PAGE TEXT
BEGIN

Daily blood thinning injections were also given. I learned to do it myself, because I would need them for several weeks after discharge. The midwives were good tutors, and as long as I got the angle right and didn’t dither, the injection wasn’t that bad.
Hugo was sent some lovely presents.
Expressing my breast milk for Hugo meant that I was very conscious of all the medicines I was taking, even though they were all approved as being fine. For several days the midwives had been encouraging me to try Tramadol, not only because it would help with the pain, but it would also help me relax. I gave it a go – and found out what I had been missing. Tramadol is AWESOME! I remember giggling over nothing after my first dose, and blissfully sleeping for hours. It was much-needed.
My first photo with Hugo – taken on March 3.
By the Tuesday, I was assessed as being fit for discharge. Martin didn’t agree, as I was still weak. I was unable to hold a conversation, and the room would frequently spin, like it does when you have had one too many glass of wine.
I completed my friends and family test, and while I was waiting for my meds went to take a shower. The shower and loos are down the corridor. I built up my mobility and helped reduce my swelling by walking (waddling) there and back. My body again told me I was doing too much by making the world all blurry, my legs weak. I used my last ounce of energy to stand against the wall while awaiting rescue. After that episode, my hospital stay was extended, and I had to be wheeled to the loo and shower. Annoying.
The midwives would check I was already awake and expressing my breast milk to do my nightly obs, to save waking me up again. That helped me get a bit more rest.
It was agreed I needed a blood transfusion, as my symptoms indicated my body was not naturally replenishing the blood I had lost when Hugo was born. That would mean another cannula, which after the palaver of the previous week I was not looking forward to. Mercifully, an anaesthetist inserted one in my left hand, first time. I was given two units of blood, and started to feel so much better soon after. Colour returned to my cheeks, and I had more energy.
There was a little bit of panic when my platelets went from being dangerously low to very high. My logic was that if low platelets meant I was at risk of bleeding to death, surely a high level of platelets meant clots. I was paranoid, convinced every twitch in my leg meant a thrombosis. Being more mobile and my muscles getting used to functioning again caused the twitches, but considering the extraordinary and unexpected had already happened, I worried about what could be next.
After so long in hospital, I was desperate to be discharged. I wanted to be free to see Hugo whenever I was able. I wanted to go outside, to see the area we would be staying in. All I had seen of the hospital and locality was what I could see out of the window – it was quite disorientating.

END

TASK DETAILS
Name every person or group of people, other than the writer, who appears in the hospital account.

DATASET RECORDS
BEGIN

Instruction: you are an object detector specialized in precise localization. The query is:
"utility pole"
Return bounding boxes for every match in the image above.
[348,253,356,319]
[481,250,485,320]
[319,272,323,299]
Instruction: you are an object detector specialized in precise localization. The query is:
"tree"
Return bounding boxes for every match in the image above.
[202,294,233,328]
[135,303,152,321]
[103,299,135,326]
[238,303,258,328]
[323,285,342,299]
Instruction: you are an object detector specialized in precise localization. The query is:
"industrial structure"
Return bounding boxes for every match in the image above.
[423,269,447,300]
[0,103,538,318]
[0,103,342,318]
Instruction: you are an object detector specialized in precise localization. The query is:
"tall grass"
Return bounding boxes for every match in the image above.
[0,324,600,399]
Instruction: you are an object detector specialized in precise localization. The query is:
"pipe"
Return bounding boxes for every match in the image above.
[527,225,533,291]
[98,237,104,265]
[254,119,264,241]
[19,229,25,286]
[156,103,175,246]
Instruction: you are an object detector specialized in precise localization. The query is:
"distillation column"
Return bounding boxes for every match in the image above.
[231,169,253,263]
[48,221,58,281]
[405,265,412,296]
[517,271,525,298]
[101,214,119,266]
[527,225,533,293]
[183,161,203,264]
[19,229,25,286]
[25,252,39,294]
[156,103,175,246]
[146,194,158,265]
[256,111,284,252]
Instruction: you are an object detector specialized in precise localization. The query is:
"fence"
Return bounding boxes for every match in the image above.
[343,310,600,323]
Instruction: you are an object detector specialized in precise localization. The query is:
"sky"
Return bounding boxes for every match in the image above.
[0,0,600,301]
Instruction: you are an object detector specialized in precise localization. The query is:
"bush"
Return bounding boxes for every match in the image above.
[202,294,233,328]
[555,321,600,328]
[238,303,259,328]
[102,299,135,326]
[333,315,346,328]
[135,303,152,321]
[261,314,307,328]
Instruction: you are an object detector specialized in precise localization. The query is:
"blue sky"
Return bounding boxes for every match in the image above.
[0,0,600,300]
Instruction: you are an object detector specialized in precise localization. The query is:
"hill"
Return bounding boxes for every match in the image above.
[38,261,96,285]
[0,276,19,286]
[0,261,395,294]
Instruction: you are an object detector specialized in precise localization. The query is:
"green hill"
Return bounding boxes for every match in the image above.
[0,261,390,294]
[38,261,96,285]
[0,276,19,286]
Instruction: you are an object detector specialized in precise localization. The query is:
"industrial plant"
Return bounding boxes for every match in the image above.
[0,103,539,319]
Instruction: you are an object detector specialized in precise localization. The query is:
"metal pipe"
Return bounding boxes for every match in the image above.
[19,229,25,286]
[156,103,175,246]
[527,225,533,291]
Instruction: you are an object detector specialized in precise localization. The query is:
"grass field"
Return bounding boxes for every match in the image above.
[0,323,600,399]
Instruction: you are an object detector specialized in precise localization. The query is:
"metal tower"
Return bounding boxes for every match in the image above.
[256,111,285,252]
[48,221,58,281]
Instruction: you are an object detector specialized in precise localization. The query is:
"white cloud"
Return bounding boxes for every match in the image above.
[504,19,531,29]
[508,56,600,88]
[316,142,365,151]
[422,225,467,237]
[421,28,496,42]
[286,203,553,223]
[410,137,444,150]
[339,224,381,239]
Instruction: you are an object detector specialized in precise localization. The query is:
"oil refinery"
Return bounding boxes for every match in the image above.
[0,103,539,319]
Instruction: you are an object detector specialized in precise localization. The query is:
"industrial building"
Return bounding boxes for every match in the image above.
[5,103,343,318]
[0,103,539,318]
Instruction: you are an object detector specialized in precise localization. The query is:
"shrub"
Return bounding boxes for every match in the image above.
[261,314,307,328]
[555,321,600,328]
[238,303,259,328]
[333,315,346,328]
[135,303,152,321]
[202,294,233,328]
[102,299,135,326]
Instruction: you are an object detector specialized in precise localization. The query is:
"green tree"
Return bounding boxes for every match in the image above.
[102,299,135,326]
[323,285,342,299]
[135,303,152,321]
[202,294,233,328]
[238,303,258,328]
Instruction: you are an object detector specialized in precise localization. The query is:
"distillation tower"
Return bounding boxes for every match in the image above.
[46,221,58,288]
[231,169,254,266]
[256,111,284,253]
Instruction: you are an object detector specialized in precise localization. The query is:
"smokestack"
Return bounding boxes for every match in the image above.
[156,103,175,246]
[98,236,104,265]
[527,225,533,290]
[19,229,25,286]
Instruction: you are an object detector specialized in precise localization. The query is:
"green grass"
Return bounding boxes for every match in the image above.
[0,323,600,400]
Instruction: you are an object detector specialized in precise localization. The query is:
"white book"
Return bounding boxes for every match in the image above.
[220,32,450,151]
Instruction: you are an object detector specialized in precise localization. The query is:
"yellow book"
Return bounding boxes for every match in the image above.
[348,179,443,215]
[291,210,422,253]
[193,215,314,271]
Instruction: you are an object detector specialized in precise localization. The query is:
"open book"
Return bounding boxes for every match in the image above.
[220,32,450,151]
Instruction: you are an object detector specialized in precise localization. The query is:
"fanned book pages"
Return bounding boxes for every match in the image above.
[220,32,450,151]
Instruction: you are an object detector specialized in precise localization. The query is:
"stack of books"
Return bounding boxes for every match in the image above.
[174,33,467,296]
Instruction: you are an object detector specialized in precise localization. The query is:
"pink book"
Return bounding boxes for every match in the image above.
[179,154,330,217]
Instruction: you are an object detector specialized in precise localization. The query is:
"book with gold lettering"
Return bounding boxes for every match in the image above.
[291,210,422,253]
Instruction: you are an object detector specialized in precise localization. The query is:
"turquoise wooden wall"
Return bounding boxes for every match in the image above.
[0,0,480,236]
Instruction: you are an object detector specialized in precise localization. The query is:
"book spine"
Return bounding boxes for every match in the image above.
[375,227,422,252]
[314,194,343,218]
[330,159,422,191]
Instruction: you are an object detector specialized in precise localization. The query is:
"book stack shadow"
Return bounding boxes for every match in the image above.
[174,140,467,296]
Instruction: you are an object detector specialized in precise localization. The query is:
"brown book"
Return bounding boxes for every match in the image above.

END

EXPECTED OUTPUT
- Hugo
- Martin
- the midwives
- an anaesthetist